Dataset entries
::::

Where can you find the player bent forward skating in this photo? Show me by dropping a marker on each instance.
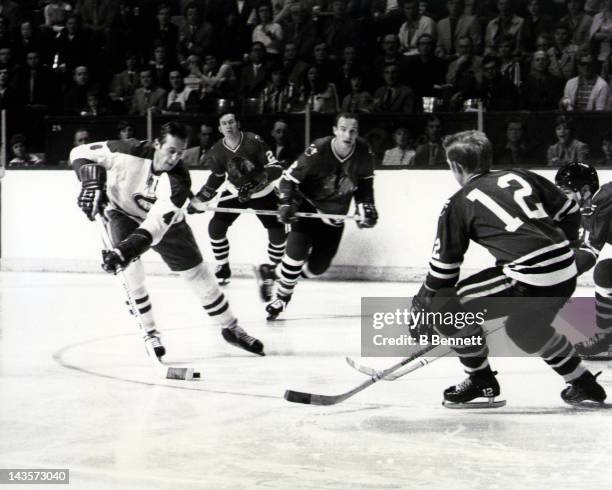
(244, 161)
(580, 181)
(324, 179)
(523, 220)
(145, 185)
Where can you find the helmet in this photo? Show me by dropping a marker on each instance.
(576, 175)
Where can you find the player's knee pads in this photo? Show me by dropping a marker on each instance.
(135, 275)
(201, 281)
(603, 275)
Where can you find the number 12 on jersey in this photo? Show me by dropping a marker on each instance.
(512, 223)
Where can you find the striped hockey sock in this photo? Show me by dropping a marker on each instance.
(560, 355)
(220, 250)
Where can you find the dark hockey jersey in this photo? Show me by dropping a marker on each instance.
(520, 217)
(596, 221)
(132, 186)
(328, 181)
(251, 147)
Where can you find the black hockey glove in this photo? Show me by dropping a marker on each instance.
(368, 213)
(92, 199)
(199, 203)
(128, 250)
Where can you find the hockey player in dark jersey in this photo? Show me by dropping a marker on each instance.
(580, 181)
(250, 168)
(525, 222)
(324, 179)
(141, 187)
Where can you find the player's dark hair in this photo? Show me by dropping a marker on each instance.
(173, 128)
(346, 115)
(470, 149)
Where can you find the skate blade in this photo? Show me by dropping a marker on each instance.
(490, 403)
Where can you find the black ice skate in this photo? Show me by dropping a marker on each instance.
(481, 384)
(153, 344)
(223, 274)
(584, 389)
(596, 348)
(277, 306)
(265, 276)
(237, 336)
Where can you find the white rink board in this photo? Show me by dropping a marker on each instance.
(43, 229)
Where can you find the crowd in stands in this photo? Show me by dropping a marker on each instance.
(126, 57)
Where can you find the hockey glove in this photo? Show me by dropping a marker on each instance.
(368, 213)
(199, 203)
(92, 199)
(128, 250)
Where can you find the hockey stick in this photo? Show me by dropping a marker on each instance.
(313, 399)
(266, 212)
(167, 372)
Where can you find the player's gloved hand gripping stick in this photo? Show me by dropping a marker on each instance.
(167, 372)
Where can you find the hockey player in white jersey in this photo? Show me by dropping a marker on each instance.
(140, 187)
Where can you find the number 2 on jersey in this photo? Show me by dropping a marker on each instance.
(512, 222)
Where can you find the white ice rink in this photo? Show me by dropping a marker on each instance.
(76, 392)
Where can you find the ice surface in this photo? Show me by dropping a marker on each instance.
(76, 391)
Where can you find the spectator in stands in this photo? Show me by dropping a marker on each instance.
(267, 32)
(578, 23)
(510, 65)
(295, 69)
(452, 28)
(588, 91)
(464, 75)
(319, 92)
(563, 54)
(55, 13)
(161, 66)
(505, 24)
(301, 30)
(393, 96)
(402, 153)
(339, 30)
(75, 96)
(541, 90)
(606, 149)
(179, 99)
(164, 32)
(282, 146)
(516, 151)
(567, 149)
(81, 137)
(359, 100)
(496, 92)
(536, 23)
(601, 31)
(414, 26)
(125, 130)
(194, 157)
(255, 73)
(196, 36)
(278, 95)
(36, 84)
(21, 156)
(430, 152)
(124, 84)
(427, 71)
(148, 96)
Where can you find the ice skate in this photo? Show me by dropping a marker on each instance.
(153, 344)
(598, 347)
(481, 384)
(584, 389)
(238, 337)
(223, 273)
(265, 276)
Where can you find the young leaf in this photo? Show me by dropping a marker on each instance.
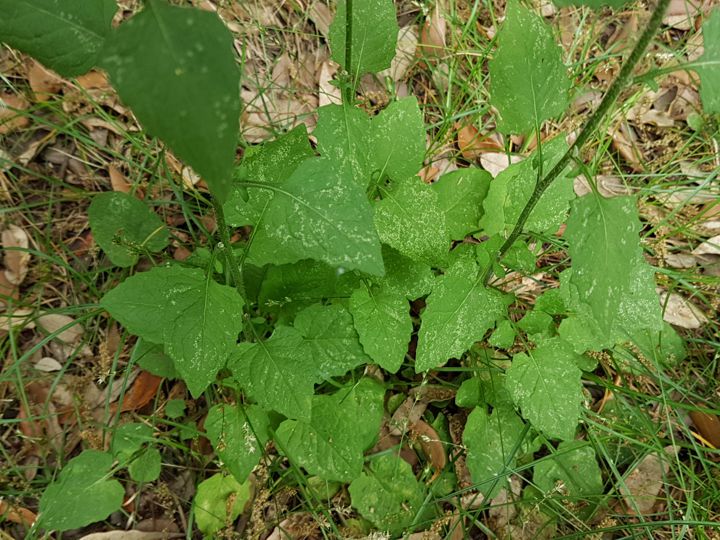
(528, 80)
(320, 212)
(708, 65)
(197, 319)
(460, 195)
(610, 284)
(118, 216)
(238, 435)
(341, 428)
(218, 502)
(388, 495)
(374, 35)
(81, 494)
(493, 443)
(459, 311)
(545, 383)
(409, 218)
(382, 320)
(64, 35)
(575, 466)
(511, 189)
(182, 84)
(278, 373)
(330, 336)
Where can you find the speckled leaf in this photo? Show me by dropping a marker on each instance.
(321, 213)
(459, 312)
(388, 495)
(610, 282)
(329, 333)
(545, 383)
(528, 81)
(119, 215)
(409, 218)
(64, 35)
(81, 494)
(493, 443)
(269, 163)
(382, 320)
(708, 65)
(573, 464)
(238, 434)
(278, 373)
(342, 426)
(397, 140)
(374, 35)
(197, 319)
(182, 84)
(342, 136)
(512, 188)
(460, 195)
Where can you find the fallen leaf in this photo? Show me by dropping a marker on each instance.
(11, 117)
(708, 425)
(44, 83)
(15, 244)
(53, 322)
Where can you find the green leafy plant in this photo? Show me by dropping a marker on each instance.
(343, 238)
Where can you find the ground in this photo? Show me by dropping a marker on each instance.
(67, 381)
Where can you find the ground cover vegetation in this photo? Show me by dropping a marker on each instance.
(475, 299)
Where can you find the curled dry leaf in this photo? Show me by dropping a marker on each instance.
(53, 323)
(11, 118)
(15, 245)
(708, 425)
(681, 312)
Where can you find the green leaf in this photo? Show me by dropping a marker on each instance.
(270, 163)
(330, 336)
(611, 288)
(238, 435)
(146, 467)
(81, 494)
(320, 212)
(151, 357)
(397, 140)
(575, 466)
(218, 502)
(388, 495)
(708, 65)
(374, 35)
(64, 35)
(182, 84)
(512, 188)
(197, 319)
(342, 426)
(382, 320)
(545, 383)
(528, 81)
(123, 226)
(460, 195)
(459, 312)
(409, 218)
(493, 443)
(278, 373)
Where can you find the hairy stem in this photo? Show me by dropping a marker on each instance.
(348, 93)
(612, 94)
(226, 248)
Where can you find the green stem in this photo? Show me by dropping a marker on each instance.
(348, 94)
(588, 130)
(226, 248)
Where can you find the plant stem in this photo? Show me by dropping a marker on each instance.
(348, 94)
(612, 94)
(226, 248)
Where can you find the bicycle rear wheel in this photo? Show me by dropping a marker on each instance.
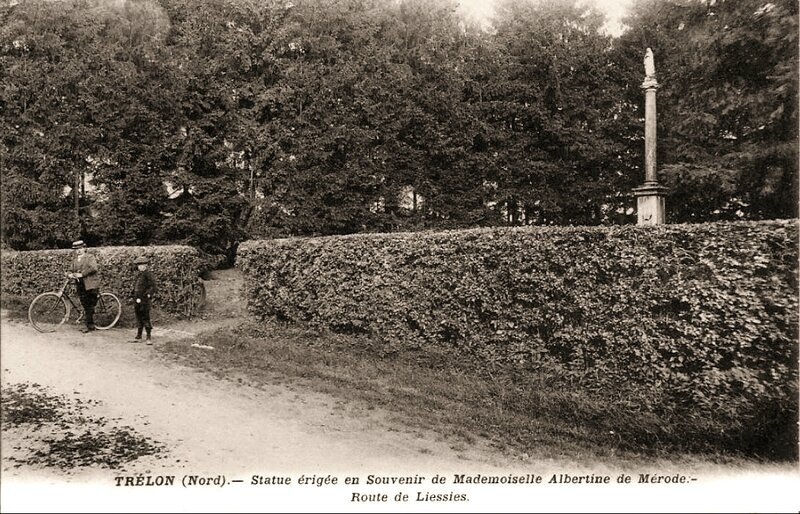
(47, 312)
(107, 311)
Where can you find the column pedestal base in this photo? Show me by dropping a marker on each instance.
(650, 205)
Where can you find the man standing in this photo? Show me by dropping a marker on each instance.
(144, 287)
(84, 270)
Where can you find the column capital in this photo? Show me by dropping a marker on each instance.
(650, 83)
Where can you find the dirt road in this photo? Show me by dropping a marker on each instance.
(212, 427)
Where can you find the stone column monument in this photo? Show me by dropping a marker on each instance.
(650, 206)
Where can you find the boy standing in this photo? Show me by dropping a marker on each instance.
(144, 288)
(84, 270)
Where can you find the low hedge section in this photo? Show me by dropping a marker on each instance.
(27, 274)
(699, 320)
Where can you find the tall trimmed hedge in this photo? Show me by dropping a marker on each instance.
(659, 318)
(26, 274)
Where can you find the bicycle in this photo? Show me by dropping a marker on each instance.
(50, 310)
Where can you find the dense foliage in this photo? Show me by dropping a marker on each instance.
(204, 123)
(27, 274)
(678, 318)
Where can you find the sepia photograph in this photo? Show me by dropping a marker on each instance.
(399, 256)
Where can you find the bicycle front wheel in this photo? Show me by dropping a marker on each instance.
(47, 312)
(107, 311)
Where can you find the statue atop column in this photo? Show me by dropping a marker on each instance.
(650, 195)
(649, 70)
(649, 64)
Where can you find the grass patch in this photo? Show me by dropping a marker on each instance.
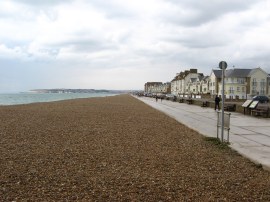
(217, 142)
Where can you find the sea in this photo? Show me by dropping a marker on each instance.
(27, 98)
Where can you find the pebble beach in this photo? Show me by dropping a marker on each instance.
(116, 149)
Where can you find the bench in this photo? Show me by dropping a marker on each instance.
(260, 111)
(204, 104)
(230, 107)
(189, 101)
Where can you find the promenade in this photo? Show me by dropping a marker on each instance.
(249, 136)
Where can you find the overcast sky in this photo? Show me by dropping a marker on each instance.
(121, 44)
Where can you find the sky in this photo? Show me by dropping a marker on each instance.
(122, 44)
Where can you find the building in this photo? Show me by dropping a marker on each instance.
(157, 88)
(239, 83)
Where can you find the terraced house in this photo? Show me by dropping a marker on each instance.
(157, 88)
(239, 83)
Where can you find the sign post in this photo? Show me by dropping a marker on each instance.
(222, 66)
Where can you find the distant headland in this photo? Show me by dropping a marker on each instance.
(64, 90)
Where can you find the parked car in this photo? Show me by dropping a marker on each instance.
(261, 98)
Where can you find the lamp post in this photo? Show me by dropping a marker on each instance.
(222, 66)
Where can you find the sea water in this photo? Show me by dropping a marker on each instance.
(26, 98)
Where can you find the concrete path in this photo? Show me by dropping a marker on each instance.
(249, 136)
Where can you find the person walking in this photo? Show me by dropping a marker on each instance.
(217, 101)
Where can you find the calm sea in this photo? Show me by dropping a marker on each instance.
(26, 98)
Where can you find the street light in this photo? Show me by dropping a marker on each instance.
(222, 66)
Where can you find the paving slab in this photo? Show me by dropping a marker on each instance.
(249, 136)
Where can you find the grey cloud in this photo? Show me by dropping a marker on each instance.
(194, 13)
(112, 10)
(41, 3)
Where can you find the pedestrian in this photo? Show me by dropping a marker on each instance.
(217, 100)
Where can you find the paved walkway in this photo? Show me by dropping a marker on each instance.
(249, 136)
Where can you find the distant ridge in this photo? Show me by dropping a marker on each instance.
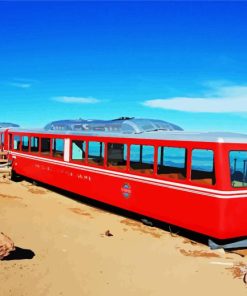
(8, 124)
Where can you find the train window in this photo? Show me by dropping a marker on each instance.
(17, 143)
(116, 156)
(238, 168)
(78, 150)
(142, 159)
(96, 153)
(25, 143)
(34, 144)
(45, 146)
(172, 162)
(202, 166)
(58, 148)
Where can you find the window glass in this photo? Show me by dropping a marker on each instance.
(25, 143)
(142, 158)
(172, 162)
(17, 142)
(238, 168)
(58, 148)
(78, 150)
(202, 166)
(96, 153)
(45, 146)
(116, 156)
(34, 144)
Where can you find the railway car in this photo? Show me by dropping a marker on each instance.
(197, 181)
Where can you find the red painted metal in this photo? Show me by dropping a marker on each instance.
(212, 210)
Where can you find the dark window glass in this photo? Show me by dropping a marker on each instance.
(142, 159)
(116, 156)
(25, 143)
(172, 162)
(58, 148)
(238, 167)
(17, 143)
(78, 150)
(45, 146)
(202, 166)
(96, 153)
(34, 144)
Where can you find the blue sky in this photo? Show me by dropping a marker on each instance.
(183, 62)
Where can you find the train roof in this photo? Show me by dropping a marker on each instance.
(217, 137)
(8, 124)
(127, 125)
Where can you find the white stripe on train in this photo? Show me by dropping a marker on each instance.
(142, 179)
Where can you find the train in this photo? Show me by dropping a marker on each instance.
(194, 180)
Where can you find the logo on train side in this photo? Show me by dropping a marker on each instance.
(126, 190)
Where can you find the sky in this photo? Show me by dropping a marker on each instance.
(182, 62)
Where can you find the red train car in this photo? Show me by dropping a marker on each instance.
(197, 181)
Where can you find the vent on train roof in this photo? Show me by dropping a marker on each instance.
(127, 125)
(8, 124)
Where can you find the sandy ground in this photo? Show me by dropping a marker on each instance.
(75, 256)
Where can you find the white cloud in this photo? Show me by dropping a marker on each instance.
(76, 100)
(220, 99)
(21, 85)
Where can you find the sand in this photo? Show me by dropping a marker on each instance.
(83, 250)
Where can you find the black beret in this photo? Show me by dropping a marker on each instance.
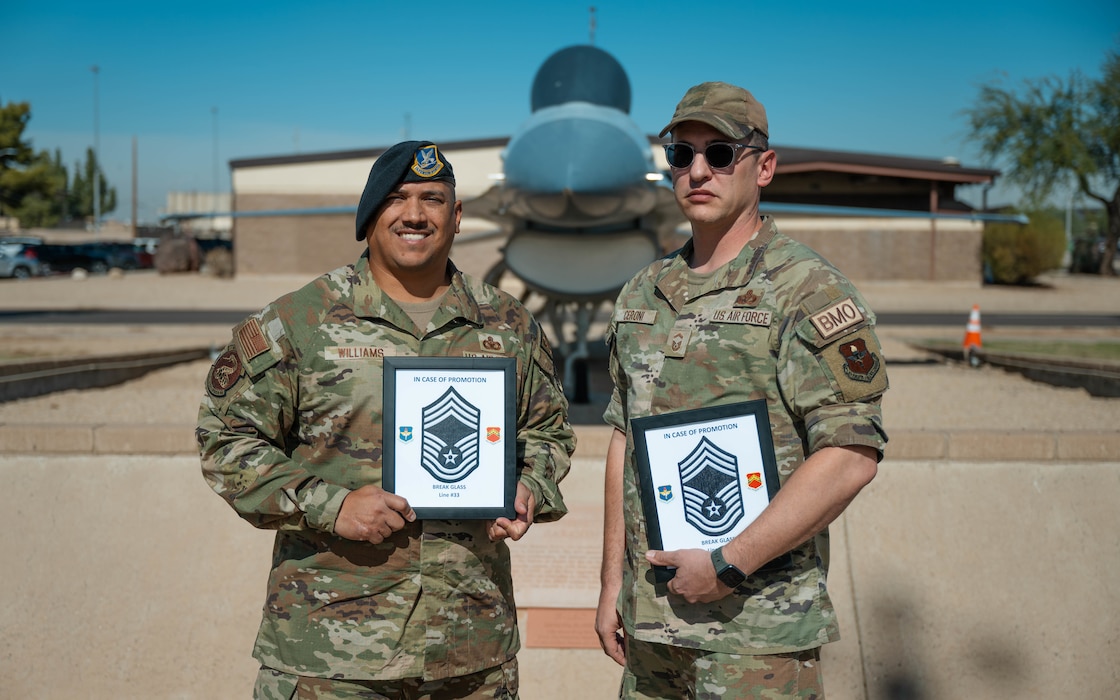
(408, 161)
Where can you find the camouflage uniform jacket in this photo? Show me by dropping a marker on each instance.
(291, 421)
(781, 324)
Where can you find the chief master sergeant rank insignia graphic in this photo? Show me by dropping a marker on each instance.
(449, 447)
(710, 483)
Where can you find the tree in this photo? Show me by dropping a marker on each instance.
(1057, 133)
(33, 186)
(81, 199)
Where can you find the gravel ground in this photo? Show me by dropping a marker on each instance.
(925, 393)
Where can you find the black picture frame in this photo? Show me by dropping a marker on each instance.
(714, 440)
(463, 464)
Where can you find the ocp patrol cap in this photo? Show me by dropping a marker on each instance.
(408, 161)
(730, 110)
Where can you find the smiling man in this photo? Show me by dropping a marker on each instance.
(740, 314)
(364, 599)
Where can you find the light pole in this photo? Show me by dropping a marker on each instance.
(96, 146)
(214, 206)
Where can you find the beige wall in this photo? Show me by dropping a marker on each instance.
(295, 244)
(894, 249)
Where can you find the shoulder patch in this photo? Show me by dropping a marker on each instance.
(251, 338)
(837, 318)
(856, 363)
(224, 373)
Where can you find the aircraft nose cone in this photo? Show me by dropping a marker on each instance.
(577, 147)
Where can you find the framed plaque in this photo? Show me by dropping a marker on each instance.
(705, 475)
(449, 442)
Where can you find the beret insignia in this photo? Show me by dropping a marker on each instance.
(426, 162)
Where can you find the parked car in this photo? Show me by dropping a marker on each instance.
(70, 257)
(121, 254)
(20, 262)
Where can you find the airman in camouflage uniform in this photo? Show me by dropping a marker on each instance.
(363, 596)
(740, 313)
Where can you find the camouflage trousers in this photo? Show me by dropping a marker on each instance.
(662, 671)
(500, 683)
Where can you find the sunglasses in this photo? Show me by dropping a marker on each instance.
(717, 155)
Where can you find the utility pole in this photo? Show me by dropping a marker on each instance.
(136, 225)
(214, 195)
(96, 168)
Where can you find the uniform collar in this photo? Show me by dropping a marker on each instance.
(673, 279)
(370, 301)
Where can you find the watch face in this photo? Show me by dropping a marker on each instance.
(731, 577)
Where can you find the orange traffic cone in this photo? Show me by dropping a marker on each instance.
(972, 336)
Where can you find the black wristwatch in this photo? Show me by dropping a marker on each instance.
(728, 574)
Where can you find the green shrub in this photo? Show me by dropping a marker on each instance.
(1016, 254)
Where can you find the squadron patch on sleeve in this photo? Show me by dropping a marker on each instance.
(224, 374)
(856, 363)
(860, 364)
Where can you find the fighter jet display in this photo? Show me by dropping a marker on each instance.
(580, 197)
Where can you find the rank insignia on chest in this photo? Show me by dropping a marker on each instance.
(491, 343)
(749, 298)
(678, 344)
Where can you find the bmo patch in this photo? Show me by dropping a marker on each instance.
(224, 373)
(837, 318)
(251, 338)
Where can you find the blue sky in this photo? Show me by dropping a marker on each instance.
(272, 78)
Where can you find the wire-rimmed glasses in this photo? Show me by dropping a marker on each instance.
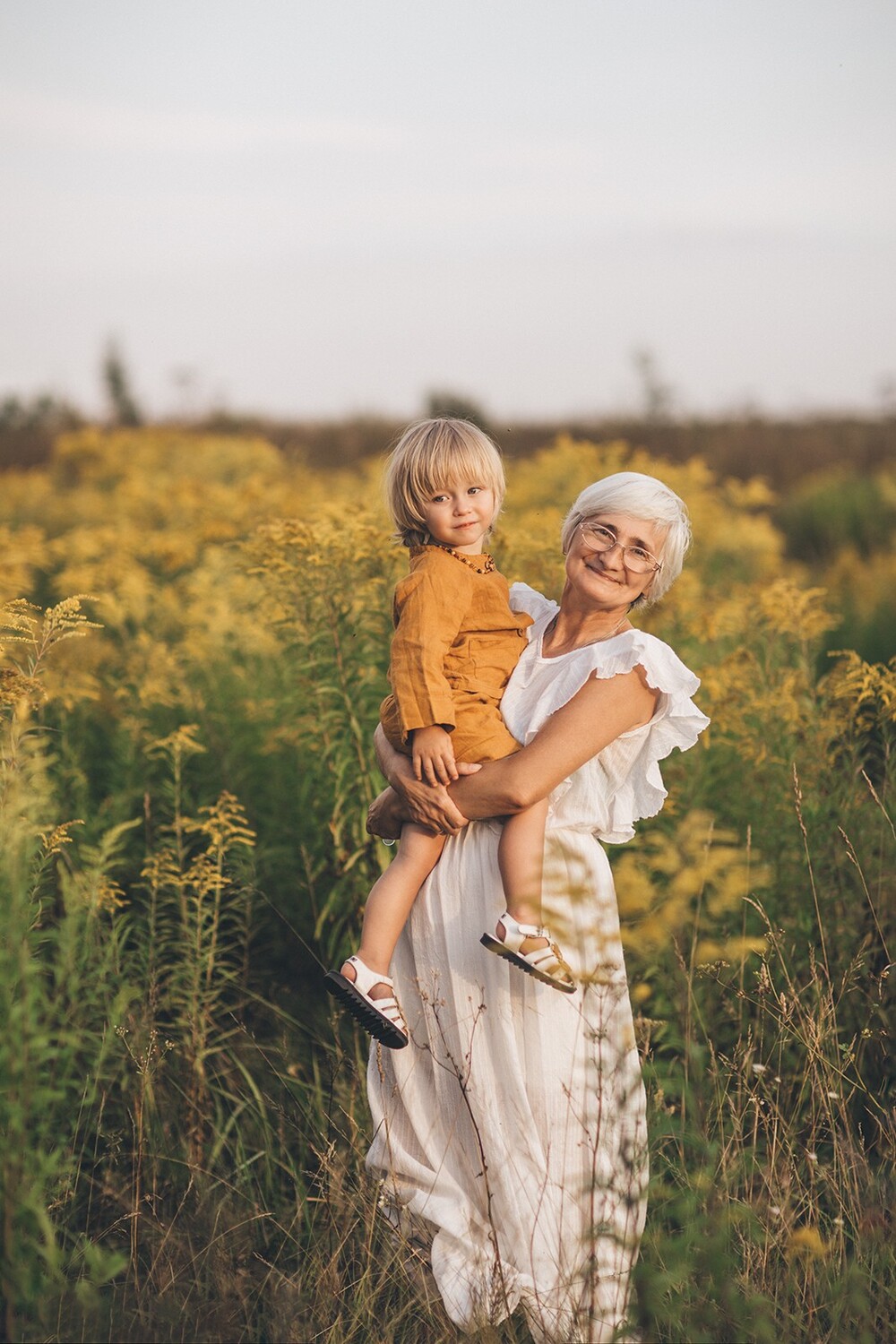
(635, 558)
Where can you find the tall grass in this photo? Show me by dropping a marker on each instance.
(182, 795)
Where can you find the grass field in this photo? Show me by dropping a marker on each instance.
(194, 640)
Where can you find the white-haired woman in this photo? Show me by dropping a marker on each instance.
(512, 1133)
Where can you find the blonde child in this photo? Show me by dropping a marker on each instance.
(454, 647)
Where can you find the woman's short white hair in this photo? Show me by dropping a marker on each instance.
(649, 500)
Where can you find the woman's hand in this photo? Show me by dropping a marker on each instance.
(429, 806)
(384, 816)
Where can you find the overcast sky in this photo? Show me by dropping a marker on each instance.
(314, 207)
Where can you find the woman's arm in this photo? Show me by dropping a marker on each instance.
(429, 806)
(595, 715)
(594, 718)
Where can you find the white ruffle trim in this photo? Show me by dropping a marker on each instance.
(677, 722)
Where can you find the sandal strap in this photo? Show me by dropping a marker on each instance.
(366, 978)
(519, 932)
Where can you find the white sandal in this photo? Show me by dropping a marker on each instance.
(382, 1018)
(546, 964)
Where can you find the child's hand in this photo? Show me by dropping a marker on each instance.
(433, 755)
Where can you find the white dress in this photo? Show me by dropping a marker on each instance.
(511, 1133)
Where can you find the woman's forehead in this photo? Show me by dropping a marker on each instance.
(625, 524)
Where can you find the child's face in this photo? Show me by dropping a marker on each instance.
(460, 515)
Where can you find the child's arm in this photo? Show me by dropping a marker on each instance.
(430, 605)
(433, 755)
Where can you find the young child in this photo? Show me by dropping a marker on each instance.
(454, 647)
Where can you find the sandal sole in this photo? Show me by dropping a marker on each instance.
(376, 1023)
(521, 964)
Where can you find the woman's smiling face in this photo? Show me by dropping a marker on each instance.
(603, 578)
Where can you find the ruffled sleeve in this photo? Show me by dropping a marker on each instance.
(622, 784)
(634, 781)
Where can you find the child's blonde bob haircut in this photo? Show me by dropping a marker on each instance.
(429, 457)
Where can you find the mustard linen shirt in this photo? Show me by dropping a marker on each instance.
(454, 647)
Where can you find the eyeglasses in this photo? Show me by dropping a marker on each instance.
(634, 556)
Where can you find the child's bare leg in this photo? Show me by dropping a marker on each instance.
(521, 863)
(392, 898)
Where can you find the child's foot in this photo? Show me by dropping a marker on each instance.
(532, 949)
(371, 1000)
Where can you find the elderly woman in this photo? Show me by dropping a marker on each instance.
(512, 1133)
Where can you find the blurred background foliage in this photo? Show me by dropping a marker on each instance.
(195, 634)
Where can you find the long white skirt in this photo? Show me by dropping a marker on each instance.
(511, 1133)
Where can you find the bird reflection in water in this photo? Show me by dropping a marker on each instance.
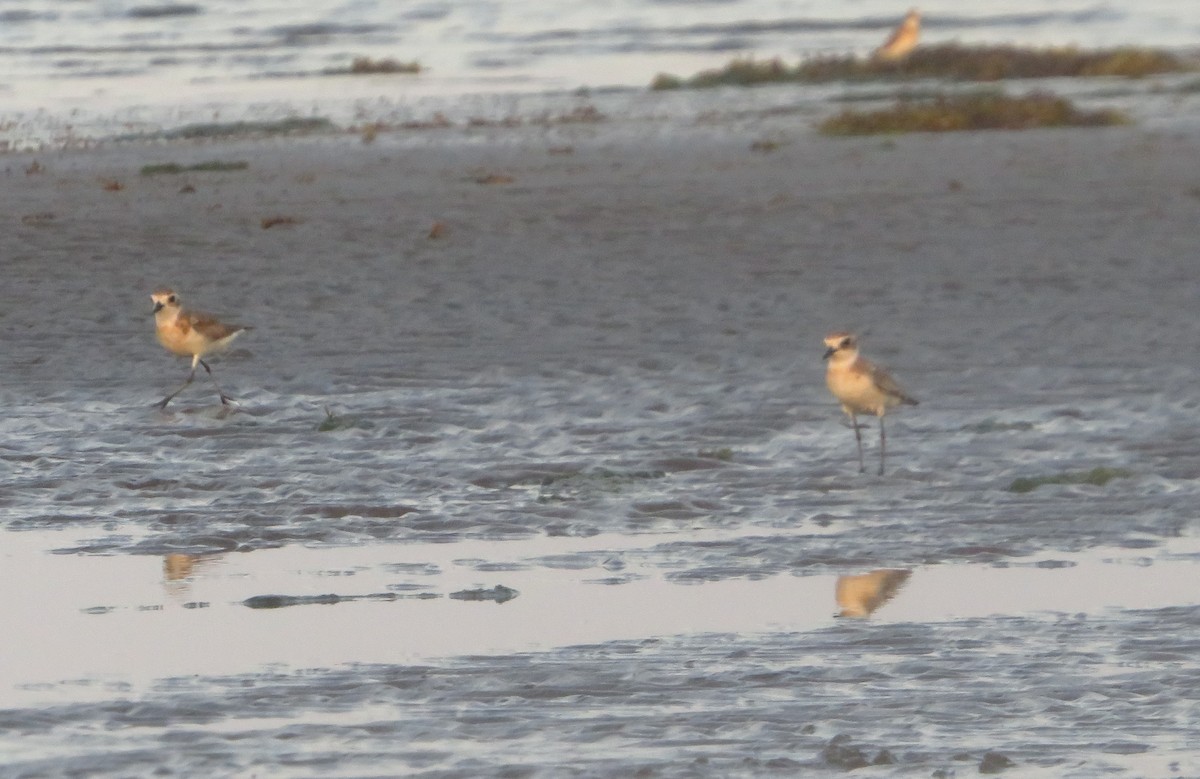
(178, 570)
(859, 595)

::::

## PROBLEM
Only the lines from the line with "Where can you find the child's foot" through the end of the records belong in your copy. Repeat them exactly, without pictures.

## EXERCISE SOLUTION
Where can you find the child's foot in this photo? Show me by dropping a marker on each instance.
(532, 949)
(371, 1000)
Where can you find the elderly woman in this photo? Show me by dropping a marker on each instance.
(512, 1133)
Where can you find the blurred background foliage in this photo? Show me by dropping a marker on each instance.
(195, 634)
Where can you find the long white skirt in this photo? Show me by dropping a marker on each instance.
(511, 1133)
Where can you find the bird reflection in water in this photo? Show me by dropping a marker on each instance.
(178, 570)
(859, 595)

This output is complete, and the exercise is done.